'''

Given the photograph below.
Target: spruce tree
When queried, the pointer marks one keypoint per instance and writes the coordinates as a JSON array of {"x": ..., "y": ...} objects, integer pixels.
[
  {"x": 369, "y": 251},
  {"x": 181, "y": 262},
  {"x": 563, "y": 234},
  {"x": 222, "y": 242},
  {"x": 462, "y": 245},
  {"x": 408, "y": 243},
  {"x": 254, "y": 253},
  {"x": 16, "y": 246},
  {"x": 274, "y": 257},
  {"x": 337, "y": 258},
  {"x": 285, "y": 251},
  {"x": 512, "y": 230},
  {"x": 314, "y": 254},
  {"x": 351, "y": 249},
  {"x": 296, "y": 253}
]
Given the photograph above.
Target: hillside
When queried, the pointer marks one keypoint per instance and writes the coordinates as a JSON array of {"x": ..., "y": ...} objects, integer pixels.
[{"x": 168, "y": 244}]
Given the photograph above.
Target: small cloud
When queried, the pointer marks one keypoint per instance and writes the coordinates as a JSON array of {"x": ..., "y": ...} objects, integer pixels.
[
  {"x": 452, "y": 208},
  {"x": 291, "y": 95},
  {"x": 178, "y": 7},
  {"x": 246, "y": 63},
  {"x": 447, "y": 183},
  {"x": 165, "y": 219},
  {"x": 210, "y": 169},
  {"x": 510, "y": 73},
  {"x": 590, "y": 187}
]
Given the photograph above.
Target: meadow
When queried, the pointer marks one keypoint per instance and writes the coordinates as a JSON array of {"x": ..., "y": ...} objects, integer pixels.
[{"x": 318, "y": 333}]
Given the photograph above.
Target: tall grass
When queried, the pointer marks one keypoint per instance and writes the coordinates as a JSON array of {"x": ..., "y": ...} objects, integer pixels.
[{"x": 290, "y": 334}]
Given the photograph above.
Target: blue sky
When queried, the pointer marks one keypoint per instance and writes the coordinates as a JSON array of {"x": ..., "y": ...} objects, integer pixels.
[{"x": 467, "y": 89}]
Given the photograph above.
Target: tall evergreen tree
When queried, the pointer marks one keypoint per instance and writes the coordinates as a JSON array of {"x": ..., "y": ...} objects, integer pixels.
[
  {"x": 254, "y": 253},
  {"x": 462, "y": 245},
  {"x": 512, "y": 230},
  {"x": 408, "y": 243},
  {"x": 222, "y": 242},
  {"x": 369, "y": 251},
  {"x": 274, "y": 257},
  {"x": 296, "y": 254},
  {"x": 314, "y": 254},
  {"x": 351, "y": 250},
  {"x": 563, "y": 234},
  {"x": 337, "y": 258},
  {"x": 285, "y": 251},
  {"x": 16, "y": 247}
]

'''

> [Problem description]
Copy out each line exactly.

> [Answer to the problem]
Given the photograph below.
Target: spruce tree
When queried, the pointer marks one keypoint per instance and writes the coordinates as a JSON array of {"x": ..., "y": ...} objects, integer pixels.
[
  {"x": 369, "y": 251},
  {"x": 181, "y": 262},
  {"x": 563, "y": 234},
  {"x": 222, "y": 242},
  {"x": 462, "y": 245},
  {"x": 408, "y": 243},
  {"x": 254, "y": 253},
  {"x": 16, "y": 246},
  {"x": 274, "y": 257},
  {"x": 337, "y": 258},
  {"x": 285, "y": 251},
  {"x": 512, "y": 230},
  {"x": 314, "y": 254},
  {"x": 351, "y": 249},
  {"x": 296, "y": 253}
]
Given the photograph above.
Target: hillside
When queried, the pointer marks one keypoint per instance and writes the coordinates as a JSON array of {"x": ..., "y": ...} objects, integer pixels.
[{"x": 168, "y": 244}]
Given the photograph above.
Target: small cloud
When queried, the pointer marks one keypoint per instance and writes the coordinates as a JSON array of {"x": ..., "y": ...} objects, integer pixels.
[
  {"x": 452, "y": 208},
  {"x": 291, "y": 95},
  {"x": 178, "y": 7},
  {"x": 246, "y": 63},
  {"x": 447, "y": 183},
  {"x": 165, "y": 219},
  {"x": 210, "y": 169},
  {"x": 510, "y": 73},
  {"x": 590, "y": 187}
]
Given the photograph above.
Target: meadow
When queried, the pointer marks one keypoint per instance and writes the coordinates as a JSON array of {"x": ..., "y": ...} objects, integer pixels.
[{"x": 318, "y": 333}]
Given the photograph above.
Target: tall grass
When queried, the pointer marks one keypoint per instance and writes the coordinates as a JSON array of {"x": ..., "y": ...} objects, integer pixels.
[{"x": 290, "y": 334}]
Given the photograph above.
Target: blue sky
When queried, the pointer marks one keypoint per instance and writes the coordinates as a JSON array of {"x": ..., "y": ...} objects, integer pixels.
[{"x": 467, "y": 89}]
Given the photograph above.
Target: tall evergreen tree
When queried, the pointer marks one keypoint per instance and writes the coordinates as a JSON array of {"x": ..., "y": ...} objects, integer pixels.
[
  {"x": 254, "y": 253},
  {"x": 462, "y": 245},
  {"x": 512, "y": 230},
  {"x": 408, "y": 243},
  {"x": 222, "y": 242},
  {"x": 369, "y": 251},
  {"x": 274, "y": 257},
  {"x": 296, "y": 254},
  {"x": 314, "y": 254},
  {"x": 351, "y": 250},
  {"x": 563, "y": 234},
  {"x": 337, "y": 258},
  {"x": 285, "y": 251},
  {"x": 16, "y": 247}
]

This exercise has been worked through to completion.